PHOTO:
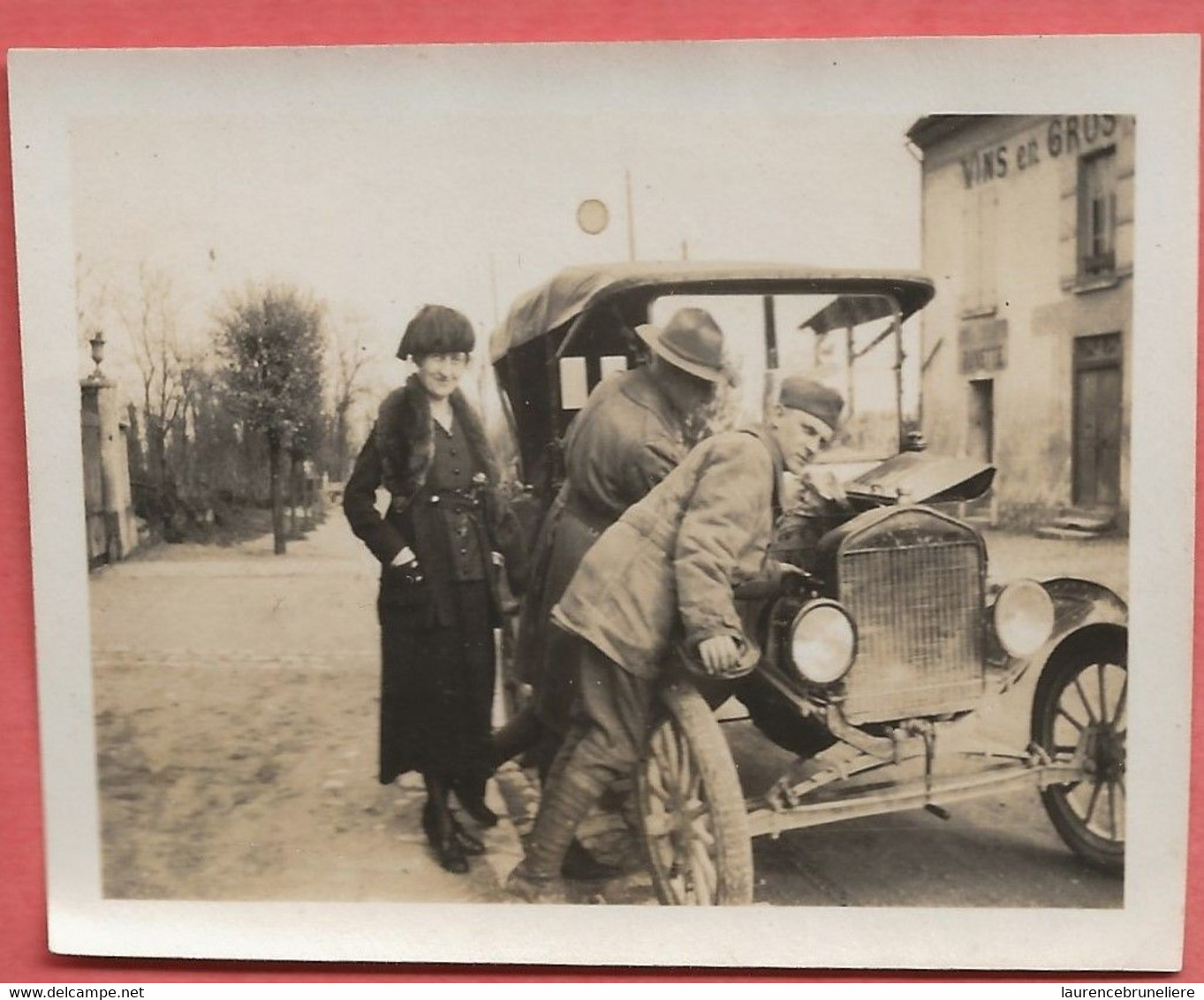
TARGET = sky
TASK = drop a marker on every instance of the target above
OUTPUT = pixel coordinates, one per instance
(380, 212)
───
WHAT IS NEEDED ::
Each entry must be retyped word for word, with every image omitted.

WORKED ANSWER ::
PHOTO:
TARGET = sky
TASK = drop a marker on every instance of the target above
OUTPUT = pixel coordinates, one per instance
(380, 212)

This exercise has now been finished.